PROBLEM DETAILS
Leave out every picture, and restate word for word only the lines from the one containing "Where does a point fall on the sunset" through the end of the material.

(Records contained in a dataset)
^^^^^^^^

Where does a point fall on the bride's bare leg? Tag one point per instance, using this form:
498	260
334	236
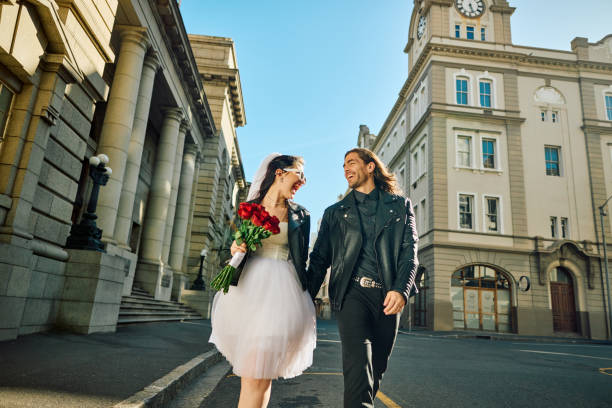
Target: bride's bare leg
254	393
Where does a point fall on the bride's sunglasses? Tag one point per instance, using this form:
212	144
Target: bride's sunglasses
299	173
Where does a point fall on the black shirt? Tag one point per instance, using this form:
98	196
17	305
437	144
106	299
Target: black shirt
366	206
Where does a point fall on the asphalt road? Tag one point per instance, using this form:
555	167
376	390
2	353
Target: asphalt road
439	371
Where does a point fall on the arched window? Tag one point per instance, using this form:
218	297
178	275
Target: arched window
609	106
481	299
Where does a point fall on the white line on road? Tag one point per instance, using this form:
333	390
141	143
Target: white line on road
560	345
565	354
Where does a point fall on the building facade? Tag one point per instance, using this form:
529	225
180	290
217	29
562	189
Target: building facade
79	79
506	154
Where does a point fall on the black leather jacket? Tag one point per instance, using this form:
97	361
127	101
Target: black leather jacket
339	243
298	236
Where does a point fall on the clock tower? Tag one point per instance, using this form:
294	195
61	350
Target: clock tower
471	20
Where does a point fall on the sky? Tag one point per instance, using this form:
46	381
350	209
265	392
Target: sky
313	71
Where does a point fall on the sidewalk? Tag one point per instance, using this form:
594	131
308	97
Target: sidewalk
99	370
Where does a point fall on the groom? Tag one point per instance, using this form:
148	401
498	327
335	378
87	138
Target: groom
369	239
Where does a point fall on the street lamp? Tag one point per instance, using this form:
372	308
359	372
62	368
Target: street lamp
86	235
198	284
602	213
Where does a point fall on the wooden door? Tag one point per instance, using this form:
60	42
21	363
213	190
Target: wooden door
564	308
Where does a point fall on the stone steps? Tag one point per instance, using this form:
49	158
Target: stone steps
140	307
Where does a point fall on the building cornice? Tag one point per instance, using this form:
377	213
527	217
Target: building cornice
226	74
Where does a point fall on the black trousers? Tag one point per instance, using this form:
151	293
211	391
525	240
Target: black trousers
367	336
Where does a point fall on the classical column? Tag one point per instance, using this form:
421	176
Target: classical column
175	184
161	186
118	121
183	204
132	171
192	207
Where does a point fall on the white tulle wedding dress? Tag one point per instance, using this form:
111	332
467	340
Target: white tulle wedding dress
266	326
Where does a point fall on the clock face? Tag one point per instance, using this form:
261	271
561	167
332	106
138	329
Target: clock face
470	8
421	27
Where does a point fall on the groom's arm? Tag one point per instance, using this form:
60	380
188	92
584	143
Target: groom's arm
407	263
320	257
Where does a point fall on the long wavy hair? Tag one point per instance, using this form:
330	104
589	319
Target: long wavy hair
383	178
280	162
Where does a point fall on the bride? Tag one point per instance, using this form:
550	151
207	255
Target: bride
265	325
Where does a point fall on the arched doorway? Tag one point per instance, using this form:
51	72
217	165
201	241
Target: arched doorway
562	300
481	299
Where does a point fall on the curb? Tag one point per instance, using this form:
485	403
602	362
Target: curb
161	392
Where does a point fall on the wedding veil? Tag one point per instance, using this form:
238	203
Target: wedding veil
260	175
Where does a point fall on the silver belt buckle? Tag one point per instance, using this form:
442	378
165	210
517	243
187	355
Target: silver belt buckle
366	282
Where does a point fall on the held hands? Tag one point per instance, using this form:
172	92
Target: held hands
237	248
394	303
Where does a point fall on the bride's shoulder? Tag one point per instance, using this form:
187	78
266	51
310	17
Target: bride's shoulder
295	207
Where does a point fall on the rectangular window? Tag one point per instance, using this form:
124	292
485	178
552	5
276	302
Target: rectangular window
466	204
6	99
492	215
469	32
564	228
423	164
488	153
553	227
423	216
551	154
462	91
485	94
464	151
554	117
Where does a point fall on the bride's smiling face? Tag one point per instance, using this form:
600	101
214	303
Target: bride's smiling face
289	180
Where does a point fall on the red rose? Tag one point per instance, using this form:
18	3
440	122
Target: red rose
245	210
259	218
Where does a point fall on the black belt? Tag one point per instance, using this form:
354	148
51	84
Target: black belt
367	282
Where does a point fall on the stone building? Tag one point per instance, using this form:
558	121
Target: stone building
221	184
506	153
119	78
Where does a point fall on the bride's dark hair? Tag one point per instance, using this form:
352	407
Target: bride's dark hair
280	162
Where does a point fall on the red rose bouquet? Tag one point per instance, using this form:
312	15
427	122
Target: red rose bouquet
256	225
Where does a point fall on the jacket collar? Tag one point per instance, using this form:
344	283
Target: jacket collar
384	212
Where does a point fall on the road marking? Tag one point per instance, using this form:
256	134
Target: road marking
565	354
558	345
386	400
389	403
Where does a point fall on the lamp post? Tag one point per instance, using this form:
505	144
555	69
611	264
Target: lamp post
602	213
86	235
198	284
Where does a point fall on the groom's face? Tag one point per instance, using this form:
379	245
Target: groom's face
356	171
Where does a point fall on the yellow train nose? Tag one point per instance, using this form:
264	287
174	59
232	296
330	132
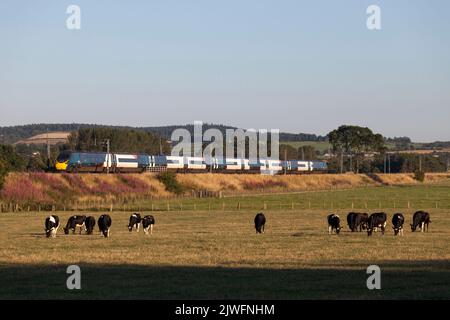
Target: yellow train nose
61	166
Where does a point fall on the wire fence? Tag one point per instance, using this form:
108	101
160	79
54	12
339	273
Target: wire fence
231	205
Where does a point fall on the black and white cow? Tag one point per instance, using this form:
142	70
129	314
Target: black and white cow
147	223
104	223
420	220
51	226
334	223
74	222
376	220
260	222
397	223
89	224
135	221
357	220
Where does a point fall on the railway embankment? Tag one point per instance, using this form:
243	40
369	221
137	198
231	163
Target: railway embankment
35	191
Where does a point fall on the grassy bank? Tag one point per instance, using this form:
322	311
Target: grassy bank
215	253
35	191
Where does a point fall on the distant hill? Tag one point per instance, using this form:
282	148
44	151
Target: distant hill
16	134
52	138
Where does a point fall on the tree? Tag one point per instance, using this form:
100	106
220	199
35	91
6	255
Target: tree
355	142
121	140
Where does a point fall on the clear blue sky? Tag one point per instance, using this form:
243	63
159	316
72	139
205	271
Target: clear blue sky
299	66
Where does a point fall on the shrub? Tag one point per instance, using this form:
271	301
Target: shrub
169	179
22	190
419	175
136	185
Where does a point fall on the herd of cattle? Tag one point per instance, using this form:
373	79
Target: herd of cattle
362	221
104	224
356	222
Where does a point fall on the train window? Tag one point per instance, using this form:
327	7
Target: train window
127	160
63	156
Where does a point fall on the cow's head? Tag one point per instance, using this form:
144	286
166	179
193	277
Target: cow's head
105	233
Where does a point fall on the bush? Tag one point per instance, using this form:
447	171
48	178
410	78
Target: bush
169	179
419	175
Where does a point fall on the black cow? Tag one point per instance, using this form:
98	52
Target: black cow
73	222
334	223
260	222
397	223
148	222
135	221
89	224
420	219
51	226
357	220
104	223
376	220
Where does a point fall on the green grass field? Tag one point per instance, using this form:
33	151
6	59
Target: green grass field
213	251
318	145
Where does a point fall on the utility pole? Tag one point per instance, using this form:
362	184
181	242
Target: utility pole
108	156
389	163
351	162
48	152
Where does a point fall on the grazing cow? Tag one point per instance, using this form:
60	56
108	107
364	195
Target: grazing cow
376	220
73	222
260	222
357	220
397	223
334	223
420	219
148	222
89	224
51	226
104	223
135	220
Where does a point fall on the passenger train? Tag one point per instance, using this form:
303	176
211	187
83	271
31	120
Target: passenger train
117	162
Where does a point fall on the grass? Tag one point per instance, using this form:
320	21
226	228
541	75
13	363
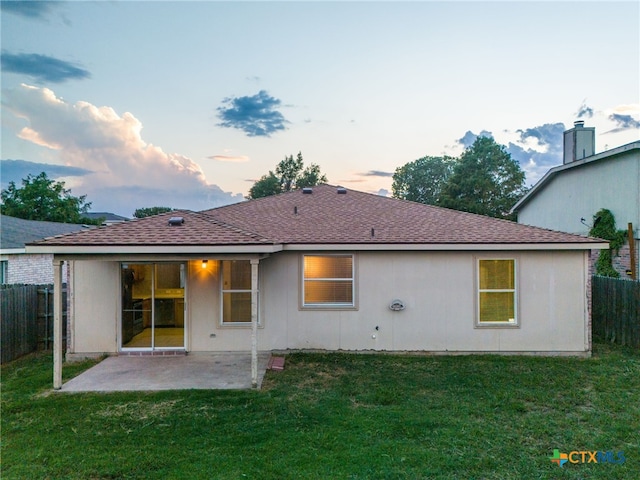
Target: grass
336	416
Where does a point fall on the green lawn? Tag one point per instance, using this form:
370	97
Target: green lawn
336	416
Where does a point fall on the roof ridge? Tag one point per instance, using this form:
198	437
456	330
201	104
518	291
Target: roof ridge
208	217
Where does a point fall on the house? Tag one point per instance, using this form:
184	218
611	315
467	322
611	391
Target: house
16	266
107	217
569	195
324	268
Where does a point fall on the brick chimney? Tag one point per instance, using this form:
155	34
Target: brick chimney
579	142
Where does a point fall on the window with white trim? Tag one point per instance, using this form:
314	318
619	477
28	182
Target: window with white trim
497	294
236	292
328	281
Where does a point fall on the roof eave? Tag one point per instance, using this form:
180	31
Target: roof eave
150	249
591	245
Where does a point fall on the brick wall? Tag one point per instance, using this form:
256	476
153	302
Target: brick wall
32	269
621	262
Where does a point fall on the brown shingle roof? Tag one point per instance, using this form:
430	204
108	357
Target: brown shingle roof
324	216
321	217
197	229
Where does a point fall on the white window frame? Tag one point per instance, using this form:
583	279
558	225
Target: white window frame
326	305
515	322
223	291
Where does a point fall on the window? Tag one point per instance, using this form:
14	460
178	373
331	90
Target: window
328	281
497	303
236	291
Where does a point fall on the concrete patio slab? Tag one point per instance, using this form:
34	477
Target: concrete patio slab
213	371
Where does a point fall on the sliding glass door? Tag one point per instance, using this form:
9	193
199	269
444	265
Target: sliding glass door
153	307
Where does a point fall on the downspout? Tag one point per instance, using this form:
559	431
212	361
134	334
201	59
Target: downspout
254	322
57	324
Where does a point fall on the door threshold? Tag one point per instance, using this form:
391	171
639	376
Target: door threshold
154	353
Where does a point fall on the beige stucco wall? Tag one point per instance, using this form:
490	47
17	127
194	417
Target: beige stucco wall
438	289
96	299
580	192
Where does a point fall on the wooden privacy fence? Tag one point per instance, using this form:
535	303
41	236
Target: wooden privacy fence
616	310
26	321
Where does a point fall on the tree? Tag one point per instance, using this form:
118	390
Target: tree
41	198
485	180
422	180
150	211
604	226
290	174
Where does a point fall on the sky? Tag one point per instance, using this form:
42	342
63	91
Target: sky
185	104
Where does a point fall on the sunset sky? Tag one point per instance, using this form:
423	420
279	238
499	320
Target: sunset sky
185	104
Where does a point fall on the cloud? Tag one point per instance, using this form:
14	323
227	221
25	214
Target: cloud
584	111
230	158
42	67
538	149
376	173
16	170
257	116
624	122
29	9
467	140
127	173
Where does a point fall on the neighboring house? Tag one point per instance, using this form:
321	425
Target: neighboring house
16	266
569	195
325	269
107	218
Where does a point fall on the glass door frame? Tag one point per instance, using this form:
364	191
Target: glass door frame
184	271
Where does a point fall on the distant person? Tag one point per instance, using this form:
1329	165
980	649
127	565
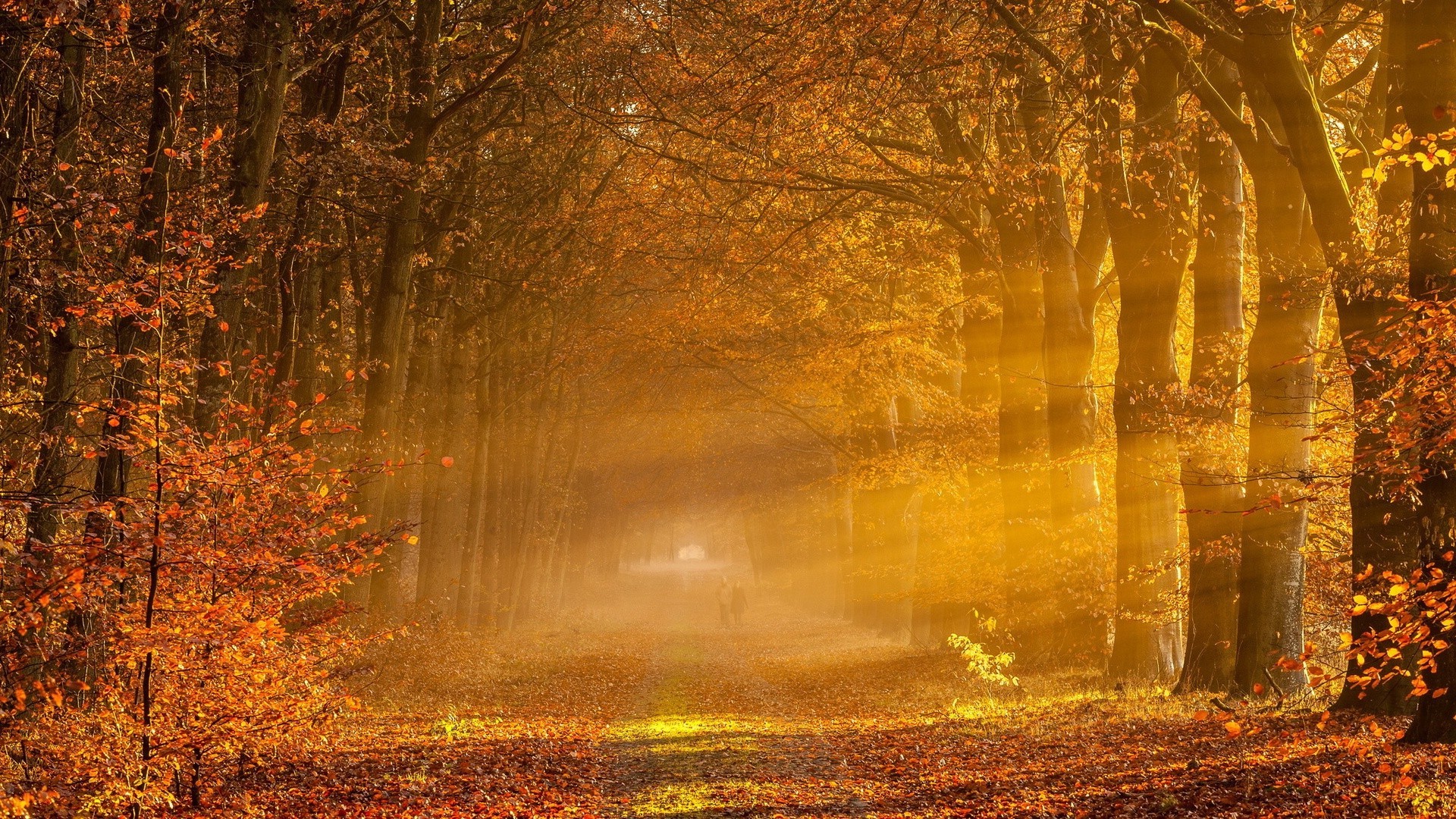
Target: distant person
724	601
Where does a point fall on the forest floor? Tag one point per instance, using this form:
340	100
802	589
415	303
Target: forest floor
657	711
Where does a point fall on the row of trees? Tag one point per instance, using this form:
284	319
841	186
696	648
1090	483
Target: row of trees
327	318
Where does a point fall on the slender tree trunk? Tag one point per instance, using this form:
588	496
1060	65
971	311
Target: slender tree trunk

^^^^^^^^

RESPONSE
Where does a point fall on the sunset sky? Tag one point per instance, using this form:
423	420
279	238
499	320
Target: sunset sky
185	104
Where does a point fall on the cloud? Tag one point per instance, using this form:
14	323
227	221
25	214
Target: cloud
584	111
230	158
42	67
538	149
376	173
16	170
257	116
624	122
29	9
467	140
127	173
Where does a point fall on the neighboring house? Tag one point per instance, using this form:
321	425
Target: neighboring house
16	266
569	195
325	269
107	218
Where does a point fall on the glass door frame? Tag one point per instance, using this form:
364	191
Target: glass door frame
184	271
Where does a point fall on the distant person? Tag one point per instance, using this form:
1329	165
980	649
127	565
Target: distant person
724	601
Where does a point fall on the forest floor? Tag one point per instance, using this form:
340	100
802	589
415	303
Target: forest floor
657	711
Where does a point fall on the row of trees? Tag one point per instance, using this form:
284	319
841	186
696	648
1090	483
Target: row of trees
327	318
Where does a point fall on the slender tree trunk? Tag one point per instance, using this form:
588	496
1060	65
971	311
Target: slender tree trunk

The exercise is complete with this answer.